Entries provided Start Marker

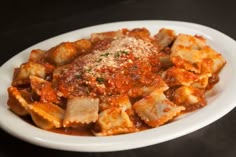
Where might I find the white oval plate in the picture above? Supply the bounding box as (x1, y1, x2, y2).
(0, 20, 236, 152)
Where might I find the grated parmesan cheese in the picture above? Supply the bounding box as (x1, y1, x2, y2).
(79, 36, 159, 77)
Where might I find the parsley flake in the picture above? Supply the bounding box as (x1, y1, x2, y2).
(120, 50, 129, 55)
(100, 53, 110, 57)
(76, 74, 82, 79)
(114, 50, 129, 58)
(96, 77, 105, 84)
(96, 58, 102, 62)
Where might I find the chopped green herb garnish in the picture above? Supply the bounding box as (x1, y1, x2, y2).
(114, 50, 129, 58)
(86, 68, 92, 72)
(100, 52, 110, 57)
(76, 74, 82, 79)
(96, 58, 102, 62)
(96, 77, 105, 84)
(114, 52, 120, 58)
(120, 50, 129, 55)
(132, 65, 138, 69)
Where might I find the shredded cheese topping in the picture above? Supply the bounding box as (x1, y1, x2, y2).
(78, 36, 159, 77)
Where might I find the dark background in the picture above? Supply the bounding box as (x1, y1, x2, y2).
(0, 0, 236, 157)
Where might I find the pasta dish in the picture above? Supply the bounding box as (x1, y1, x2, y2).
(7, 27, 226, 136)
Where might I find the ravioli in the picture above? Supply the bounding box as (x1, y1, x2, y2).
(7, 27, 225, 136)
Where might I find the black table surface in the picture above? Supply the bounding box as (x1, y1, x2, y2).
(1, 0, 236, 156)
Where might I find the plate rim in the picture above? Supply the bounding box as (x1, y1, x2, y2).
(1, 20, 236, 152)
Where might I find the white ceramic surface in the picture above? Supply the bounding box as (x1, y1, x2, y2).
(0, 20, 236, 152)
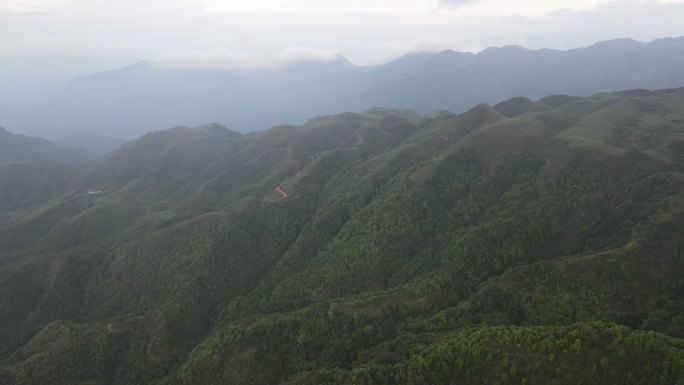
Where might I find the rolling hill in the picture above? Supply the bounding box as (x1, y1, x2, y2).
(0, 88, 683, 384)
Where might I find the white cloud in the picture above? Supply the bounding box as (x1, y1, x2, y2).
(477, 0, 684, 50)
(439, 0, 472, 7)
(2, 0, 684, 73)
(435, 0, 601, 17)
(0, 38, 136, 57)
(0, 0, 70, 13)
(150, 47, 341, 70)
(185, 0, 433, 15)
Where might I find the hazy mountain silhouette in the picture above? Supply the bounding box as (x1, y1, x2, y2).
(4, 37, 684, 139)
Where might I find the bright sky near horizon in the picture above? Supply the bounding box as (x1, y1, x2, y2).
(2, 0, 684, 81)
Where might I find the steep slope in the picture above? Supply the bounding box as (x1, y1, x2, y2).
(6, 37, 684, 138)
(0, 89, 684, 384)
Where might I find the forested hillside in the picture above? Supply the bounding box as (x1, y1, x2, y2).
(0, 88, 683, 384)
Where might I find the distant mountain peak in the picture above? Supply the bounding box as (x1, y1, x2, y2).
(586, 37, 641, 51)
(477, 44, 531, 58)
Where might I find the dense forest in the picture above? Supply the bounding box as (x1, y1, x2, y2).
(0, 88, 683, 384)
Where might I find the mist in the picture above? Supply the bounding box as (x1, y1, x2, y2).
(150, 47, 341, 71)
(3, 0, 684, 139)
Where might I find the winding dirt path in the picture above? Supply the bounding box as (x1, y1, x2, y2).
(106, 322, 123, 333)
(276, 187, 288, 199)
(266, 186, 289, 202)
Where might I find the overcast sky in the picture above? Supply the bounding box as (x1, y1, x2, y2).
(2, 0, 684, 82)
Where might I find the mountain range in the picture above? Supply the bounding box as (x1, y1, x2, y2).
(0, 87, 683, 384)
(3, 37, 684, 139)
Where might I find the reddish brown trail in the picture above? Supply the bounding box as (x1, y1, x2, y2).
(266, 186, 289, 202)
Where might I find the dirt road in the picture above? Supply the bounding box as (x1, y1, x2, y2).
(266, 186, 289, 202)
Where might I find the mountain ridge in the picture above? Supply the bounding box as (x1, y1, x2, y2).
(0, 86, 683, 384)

Entries provided End Marker

Task description -
Output each entry exactly. Skip the pictures.

Response area -
Where might I find the white oval plate in the picture above? Supply the bounding box as (x1, y1, x2, y2).
(0, 20, 236, 152)
Where might I find the grated parmesan cheese in the picture above? Supply the bounding box as (x1, y1, x2, y2).
(79, 36, 159, 77)
Where might I find the parsley flake in the picture above? Supply the bounding box as (x1, y1, x2, y2).
(120, 50, 129, 55)
(100, 53, 110, 57)
(76, 74, 82, 79)
(114, 50, 129, 58)
(96, 77, 105, 84)
(96, 58, 102, 62)
Where might I find the chopped green herb garnish in the picture above? Supply the bounding box as (x1, y1, x2, y2).
(114, 50, 129, 58)
(86, 68, 92, 72)
(100, 52, 110, 57)
(76, 74, 82, 79)
(96, 58, 102, 62)
(96, 77, 105, 84)
(114, 52, 120, 58)
(120, 50, 129, 55)
(132, 65, 138, 69)
Where might I find the shredded cheese topping in the picture above? Supply the bounding box as (x1, y1, x2, y2).
(78, 36, 159, 77)
Where might I find the dark background in the picture above? Supply the bounding box as (x1, y1, x2, y2).
(0, 0, 236, 157)
Where might I find the pasta dish in the picture above? Supply the bounding box as (x1, y1, x2, y2).
(7, 27, 226, 136)
Where might I find the ravioli in the picture above? Supply the bounding box as (x1, y1, x2, y2).
(7, 27, 225, 136)
Where might I find the black table surface in the picture above? Supply the bounding box as (x1, y1, x2, y2).
(1, 0, 236, 156)
Where might I find the plate rim in the picture above? Supply the bounding box as (x1, y1, x2, y2).
(1, 20, 236, 152)
Where might I find the white ceramic surface in the picture above? Supply the bounding box as (x1, y1, x2, y2).
(0, 20, 236, 152)
Where might I find the rolling hill in the picture above? Supply the bounding box as (x1, y1, x2, y2).
(0, 88, 683, 384)
Where might I find the white cloud in the picture above? Supply the bounding box as (x1, y1, x2, y2).
(477, 0, 684, 50)
(439, 0, 472, 7)
(2, 0, 684, 73)
(435, 0, 601, 17)
(0, 38, 136, 57)
(0, 0, 70, 13)
(150, 47, 341, 70)
(185, 0, 433, 15)
Where might I find the hazy mountain silhouette in the picture above? Supply the bounding box as (x1, y1, x2, y2).
(4, 37, 684, 139)
Where might I find the bright sky near horizon in the picture above? Supply the bounding box as (x1, y1, x2, y2).
(2, 0, 684, 81)
Where might I find the steep slope in the picture above? Supply the bounding box as (x1, y1, x2, y2).
(6, 37, 684, 138)
(0, 89, 684, 384)
Where might I find the forested hillside in the picture above? Supply the bounding box as (x1, y1, x2, y2).
(0, 88, 683, 384)
Where might I find the distant mountain peak in the picture above? Supply the bounding box as (x1, y1, x2, y2).
(586, 37, 641, 51)
(477, 44, 531, 58)
Where might I find the dense forest in the picture above? Supply the bounding box as (x1, y1, x2, y2).
(0, 88, 683, 384)
Where might I find the mist in the picture above? Supply the bounding box as (x1, y1, x2, y2).
(150, 47, 341, 71)
(3, 0, 684, 139)
Where might I find the winding dirt path in the picture above? Supply the bounding box as (x1, y1, x2, y2).
(106, 322, 123, 333)
(276, 187, 288, 199)
(266, 186, 289, 202)
Where might I find the overcast sky in the picture above? Supply the bounding box as (x1, y1, x2, y2).
(2, 0, 684, 82)
Where might I find the mountain range in the picture above? Supply the bounding box as (x1, y1, x2, y2).
(0, 87, 683, 384)
(3, 37, 684, 139)
Where might I find the reddish brown trail in the picture above? Supply the bounding box as (x1, y1, x2, y2).
(266, 186, 289, 202)
Where might I find the dirt road in the picture above? Supply the bounding box as (x1, y1, x2, y2).
(266, 186, 289, 202)
Where might I find the mountain ridge in the picture above? Supply the bounding box as (x1, y1, x2, y2).
(0, 86, 683, 384)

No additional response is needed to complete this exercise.